• Problem requirements
Pick out every line below that contains the word "brick", and copy each one. Case counts.

--- Start of Information supplied ---

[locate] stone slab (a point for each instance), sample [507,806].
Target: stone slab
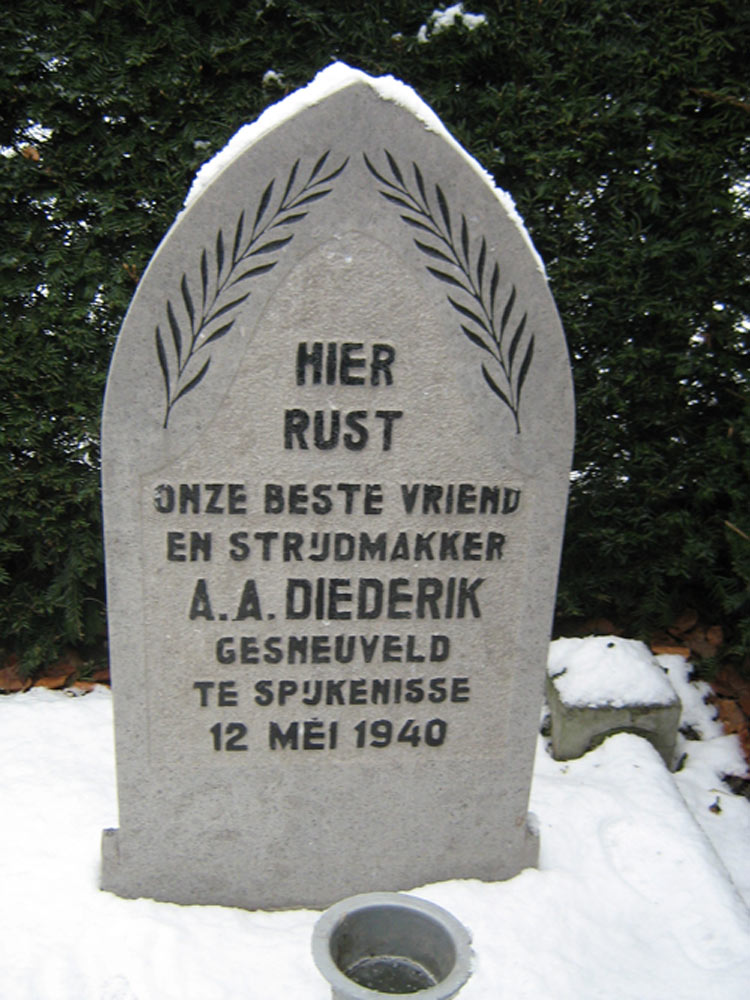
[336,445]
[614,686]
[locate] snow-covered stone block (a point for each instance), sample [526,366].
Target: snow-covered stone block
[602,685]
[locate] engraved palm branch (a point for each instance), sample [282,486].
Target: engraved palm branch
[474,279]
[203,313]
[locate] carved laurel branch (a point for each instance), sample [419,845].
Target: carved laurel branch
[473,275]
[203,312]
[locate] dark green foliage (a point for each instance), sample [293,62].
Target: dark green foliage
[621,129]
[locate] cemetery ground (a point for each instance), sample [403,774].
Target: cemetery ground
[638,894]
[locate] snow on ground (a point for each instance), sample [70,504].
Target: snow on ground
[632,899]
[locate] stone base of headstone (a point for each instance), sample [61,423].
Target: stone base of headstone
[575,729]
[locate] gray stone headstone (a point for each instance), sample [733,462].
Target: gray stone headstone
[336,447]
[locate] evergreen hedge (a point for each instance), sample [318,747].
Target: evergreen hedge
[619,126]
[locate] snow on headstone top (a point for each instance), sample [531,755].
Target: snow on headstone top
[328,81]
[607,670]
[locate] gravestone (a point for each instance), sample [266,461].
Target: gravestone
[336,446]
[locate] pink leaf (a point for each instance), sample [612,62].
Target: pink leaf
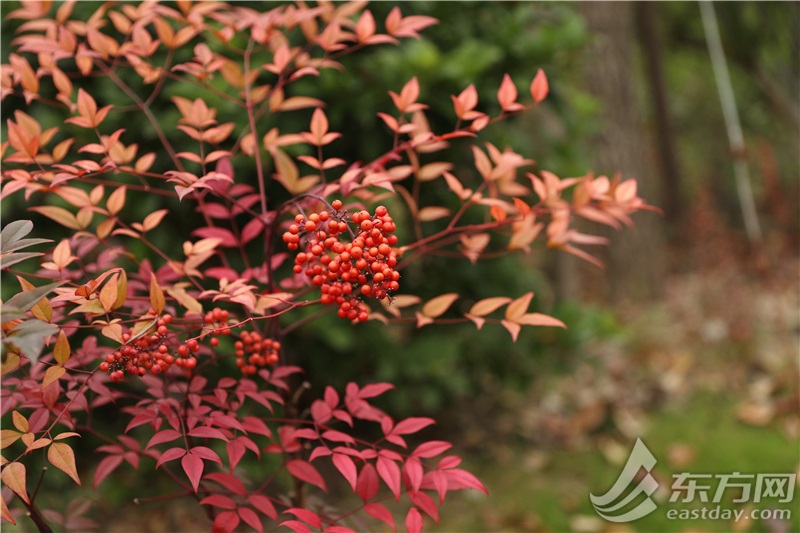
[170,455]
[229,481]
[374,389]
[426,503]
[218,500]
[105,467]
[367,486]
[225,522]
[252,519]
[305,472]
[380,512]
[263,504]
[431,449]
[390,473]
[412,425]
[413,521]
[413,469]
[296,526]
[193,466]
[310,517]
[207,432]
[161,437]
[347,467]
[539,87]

--- End of Information supplied ---
--- Start of Information supplied ---

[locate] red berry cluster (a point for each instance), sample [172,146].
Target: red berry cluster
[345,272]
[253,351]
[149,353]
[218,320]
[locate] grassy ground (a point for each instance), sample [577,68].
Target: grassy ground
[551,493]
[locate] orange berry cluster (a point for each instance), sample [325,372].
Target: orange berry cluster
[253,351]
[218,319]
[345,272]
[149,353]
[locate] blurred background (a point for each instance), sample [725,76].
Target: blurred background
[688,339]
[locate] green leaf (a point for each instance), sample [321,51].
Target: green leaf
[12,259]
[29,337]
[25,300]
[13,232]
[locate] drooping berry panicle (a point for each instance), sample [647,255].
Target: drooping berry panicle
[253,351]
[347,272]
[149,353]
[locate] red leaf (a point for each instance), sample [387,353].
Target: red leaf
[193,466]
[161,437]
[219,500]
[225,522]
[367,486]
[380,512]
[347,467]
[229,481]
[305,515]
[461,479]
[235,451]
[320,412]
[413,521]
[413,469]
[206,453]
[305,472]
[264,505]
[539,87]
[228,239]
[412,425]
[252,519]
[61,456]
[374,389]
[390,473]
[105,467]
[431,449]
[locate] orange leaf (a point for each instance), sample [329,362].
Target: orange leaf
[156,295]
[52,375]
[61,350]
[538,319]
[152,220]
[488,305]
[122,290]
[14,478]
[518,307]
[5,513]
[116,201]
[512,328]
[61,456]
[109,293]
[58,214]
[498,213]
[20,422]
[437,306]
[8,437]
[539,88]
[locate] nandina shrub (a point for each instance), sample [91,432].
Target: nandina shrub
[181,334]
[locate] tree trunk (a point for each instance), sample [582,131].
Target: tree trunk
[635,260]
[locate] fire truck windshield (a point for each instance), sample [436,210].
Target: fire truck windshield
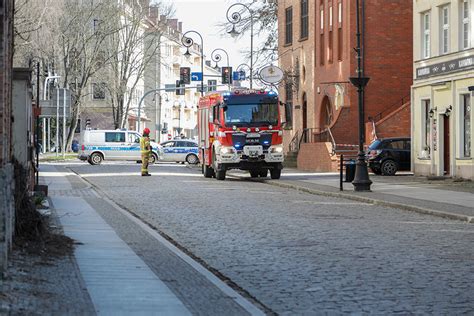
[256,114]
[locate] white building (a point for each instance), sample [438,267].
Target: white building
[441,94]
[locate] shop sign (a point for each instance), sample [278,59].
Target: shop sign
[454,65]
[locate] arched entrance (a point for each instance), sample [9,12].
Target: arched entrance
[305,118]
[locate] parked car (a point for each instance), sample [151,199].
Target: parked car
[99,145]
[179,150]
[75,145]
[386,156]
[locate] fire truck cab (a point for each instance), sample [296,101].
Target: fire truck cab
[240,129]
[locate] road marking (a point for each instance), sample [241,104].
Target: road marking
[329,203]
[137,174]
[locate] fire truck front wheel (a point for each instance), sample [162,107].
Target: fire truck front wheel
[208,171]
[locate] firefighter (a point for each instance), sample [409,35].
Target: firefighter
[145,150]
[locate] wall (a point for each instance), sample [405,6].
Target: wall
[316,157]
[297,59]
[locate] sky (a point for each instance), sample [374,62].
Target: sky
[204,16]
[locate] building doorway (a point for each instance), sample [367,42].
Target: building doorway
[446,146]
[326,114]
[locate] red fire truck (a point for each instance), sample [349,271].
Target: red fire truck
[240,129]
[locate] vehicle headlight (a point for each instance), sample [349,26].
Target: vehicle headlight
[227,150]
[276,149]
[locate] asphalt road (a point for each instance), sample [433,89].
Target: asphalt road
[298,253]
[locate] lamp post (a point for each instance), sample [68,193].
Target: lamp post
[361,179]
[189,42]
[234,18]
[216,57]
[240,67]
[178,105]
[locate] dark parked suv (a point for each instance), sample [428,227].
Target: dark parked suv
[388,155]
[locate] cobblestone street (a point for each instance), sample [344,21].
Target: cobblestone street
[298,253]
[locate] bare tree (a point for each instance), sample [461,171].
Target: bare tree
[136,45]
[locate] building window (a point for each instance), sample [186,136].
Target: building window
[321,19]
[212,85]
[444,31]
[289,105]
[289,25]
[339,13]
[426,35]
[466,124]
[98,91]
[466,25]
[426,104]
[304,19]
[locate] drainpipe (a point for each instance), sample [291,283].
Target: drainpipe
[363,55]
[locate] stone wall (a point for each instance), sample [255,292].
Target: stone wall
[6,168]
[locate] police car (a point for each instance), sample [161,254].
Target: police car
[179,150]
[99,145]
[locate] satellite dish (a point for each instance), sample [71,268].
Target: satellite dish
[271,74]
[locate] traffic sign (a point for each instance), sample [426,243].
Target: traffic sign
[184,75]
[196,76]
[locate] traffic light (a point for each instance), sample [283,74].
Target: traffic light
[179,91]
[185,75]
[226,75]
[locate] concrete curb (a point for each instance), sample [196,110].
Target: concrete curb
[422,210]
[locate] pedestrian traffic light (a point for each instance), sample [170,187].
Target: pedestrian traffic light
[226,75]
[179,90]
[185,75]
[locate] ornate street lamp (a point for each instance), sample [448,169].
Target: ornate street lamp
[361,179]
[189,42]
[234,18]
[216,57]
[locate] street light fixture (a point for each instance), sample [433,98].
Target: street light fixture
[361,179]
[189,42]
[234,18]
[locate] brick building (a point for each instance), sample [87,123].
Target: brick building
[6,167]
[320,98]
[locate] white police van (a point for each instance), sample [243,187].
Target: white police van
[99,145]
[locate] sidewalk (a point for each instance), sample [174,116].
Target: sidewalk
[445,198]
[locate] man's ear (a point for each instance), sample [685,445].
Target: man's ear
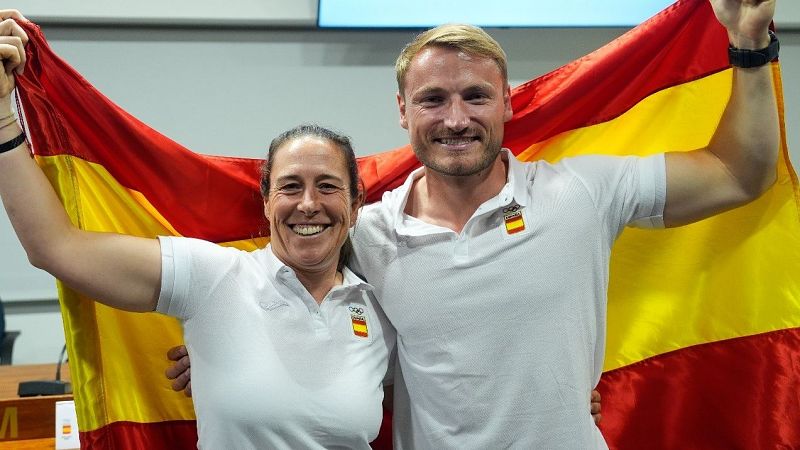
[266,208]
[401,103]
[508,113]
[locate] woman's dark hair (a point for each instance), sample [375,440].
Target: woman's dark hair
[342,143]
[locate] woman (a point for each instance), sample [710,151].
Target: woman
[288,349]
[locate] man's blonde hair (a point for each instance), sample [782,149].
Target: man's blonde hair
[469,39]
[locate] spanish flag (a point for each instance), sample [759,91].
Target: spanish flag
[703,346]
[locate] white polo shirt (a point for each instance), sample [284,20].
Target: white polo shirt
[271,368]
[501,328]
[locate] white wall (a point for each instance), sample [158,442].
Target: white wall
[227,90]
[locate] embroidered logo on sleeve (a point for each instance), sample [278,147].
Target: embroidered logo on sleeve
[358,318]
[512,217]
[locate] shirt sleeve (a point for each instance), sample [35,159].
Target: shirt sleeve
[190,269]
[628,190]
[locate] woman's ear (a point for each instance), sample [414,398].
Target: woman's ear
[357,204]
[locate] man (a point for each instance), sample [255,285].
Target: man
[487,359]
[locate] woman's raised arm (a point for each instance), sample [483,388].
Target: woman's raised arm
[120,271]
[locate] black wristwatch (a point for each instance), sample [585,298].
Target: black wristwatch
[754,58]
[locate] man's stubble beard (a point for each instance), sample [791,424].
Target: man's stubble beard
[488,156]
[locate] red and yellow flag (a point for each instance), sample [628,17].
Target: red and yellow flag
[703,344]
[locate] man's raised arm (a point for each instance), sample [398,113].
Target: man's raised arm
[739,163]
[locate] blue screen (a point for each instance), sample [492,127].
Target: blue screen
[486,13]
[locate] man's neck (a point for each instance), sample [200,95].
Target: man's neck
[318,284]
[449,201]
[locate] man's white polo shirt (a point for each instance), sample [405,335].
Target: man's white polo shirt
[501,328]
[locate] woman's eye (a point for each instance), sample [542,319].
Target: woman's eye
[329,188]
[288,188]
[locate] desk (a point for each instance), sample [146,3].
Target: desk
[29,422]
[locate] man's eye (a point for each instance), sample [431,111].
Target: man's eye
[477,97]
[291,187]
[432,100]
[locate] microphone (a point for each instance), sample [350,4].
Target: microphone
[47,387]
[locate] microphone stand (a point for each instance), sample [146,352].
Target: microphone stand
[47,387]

--- End of Information supplied ---

• Answer for the task
[locate] brick building (a point for each instance), sample [87,123].
Target: brick building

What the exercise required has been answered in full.